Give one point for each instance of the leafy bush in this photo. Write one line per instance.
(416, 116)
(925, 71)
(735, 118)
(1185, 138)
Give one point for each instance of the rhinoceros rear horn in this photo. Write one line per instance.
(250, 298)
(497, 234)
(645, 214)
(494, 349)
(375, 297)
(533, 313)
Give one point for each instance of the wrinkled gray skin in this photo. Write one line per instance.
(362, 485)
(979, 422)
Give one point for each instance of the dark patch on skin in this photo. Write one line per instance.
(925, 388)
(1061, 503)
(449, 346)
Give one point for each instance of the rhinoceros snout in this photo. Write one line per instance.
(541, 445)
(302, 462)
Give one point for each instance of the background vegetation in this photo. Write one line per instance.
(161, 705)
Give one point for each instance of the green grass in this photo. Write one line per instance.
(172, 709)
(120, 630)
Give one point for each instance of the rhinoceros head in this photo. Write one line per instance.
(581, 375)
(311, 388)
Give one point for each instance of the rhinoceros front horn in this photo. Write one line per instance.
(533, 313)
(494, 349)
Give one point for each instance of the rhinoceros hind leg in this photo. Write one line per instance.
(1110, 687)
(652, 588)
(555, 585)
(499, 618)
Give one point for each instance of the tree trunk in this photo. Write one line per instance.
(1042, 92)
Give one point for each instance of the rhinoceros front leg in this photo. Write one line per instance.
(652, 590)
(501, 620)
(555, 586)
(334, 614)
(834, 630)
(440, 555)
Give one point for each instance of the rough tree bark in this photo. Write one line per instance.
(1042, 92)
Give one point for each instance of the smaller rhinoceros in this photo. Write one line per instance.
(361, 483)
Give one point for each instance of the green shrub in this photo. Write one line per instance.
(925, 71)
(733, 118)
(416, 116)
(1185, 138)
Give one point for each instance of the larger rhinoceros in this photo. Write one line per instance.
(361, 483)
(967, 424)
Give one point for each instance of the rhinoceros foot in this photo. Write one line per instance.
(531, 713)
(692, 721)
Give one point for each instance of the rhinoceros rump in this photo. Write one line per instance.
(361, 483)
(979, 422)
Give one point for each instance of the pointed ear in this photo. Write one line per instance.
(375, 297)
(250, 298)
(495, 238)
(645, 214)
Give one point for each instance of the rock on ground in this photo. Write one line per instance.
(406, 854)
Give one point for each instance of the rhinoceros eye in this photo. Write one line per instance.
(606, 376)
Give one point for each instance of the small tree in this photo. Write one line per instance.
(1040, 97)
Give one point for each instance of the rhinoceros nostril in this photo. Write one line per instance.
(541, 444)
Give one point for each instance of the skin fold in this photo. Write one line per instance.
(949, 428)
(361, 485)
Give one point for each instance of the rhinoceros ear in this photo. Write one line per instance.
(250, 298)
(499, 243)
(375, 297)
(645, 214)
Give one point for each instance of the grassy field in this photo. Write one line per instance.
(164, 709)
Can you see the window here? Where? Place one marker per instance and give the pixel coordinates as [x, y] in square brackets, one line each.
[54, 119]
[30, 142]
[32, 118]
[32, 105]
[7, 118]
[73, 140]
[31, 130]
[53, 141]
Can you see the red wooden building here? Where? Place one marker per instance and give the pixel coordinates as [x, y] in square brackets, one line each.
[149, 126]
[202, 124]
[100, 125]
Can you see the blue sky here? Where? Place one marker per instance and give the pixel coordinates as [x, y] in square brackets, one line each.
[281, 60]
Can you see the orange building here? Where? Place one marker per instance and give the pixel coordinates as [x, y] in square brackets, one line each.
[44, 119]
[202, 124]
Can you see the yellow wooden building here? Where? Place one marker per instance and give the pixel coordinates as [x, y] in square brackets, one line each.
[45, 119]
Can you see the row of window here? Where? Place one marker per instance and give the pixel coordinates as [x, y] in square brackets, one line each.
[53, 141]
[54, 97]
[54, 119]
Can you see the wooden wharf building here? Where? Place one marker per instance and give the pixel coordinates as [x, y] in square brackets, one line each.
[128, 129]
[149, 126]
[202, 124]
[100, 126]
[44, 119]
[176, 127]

* * *

## Prompt
Nothing should be left out: repeat all of the data exactly.

## Full answer
Give one point for each instance of the leafy bush in this photo. Write one line per instance.
(416, 116)
(925, 71)
(735, 118)
(1185, 138)
Give one point for each instance of the rhinoceros rear horn in this photo. Write one line per instance.
(250, 298)
(497, 234)
(645, 214)
(494, 349)
(375, 297)
(533, 313)
Give one point for each instance of the wrinkled gray skin in this photo. Write one line per instance.
(362, 485)
(979, 422)
Give one point for each instance of the dark patch on skin in this photo. Write one line per instance.
(925, 388)
(1061, 503)
(449, 346)
Give one point for each instance of the rhinoceros snout in this photo. Write one line per instance.
(541, 445)
(302, 462)
Give one point for each instance of the background vegetation in this photo. Write one line per instance.
(161, 705)
Give one point for each instance of the green grass in this photo. Write one line per instance.
(172, 709)
(120, 630)
Give one point for each instance of the rhinoceros head in this photo. Write one line per instance.
(581, 375)
(311, 388)
Give one point for each instance of the rhinoceros front horn in this photo. Write one line per instance.
(533, 313)
(494, 349)
Give one point for each instance of the rhinoceros hind leg in this photo. Write one line per instance.
(1110, 687)
(652, 588)
(555, 585)
(499, 618)
Give one point for each instance of the tree trunk in this photo. Write one line per instance.
(1042, 92)
Give one point for each instance of the rhinoceros front leg in this photo. Write one line per instance.
(652, 590)
(501, 620)
(555, 586)
(334, 614)
(834, 630)
(440, 555)
Give one point for each instance of the rough tree bark in this photo. Write one line per instance.
(1042, 92)
Give one point for each instance of the smaller rhinoceros in this photo. Write one line per instance.
(361, 483)
Give one point for each instance of the green shrub in this photo. Write one line per instance.
(925, 71)
(733, 118)
(416, 116)
(1185, 138)
Give one point for each instance of the larger rhinoceros in this photo. Write one line per instance.
(361, 483)
(967, 424)
Give one point for each instance of the rhinoceros foot in this photo. Write one line per instance.
(531, 713)
(692, 721)
Give one point for each instance of the rhinoceros rump in this photo. Write one line per instance.
(361, 483)
(979, 422)
Give one point for each instance of the pointed ear in this photo. Write one line per instance.
(375, 297)
(250, 298)
(495, 238)
(645, 214)
Give one point for each instance of the rock on ground in this photo. Write one line per instance.
(406, 854)
Give one point for each instance of the rhinoceros eye in this photo. Write one line per instance.
(606, 376)
Give one point for each instance of the small tree in this photo. Write one line per instance.
(1040, 97)
Give one point for each instance of the rhinoceros nostril in this photo. Write one line per instance.
(541, 444)
Give one point for each instance of the skin fold in this photo. Write one line per instance.
(949, 428)
(361, 485)
Give one point for each instance of the rhinoceros ear in this photo. Write one line per instance.
(250, 298)
(499, 243)
(375, 297)
(645, 214)
Give one point for each instance of the grassy field in this photo. Write one line per instance.
(164, 709)
Can you see the window here? Where? Place one marker per instance and give the pixel coordinates as [x, y] in square brackets, one line each.
[54, 119]
[30, 142]
[32, 118]
[32, 105]
[7, 118]
[73, 140]
[31, 130]
[53, 141]
Can you see the red wooden building here? Where? Place one marker per instance and give the pixel coordinates as [x, y] in square brackets, one line each.
[149, 126]
[202, 124]
[100, 125]
Can you see the blue sky here? Where? Place one marker per instance and give the pixel coordinates as [x, y] in square brackets, one line each.
[281, 60]
Can you see the orange building here? Where? Place one marker per instance and give the pixel coordinates as [x, y] in square brackets, one line each.
[44, 119]
[202, 124]
Can you see the yellow wooden building here? Where? Place one marker per instance and give the pixel coordinates as [x, y] in square brackets, one line each.
[45, 119]
Can you see the row of window here? Where? Place one marker per instance and give the pixel coordinates as [x, y] in square brackets, one line each.
[53, 141]
[54, 97]
[54, 119]
Can you see the wooden wharf building here? Where? Place one marker per instance and give the pixel coordinates as [x, y] in square brackets, one line each.
[128, 129]
[149, 126]
[202, 124]
[100, 126]
[44, 119]
[176, 127]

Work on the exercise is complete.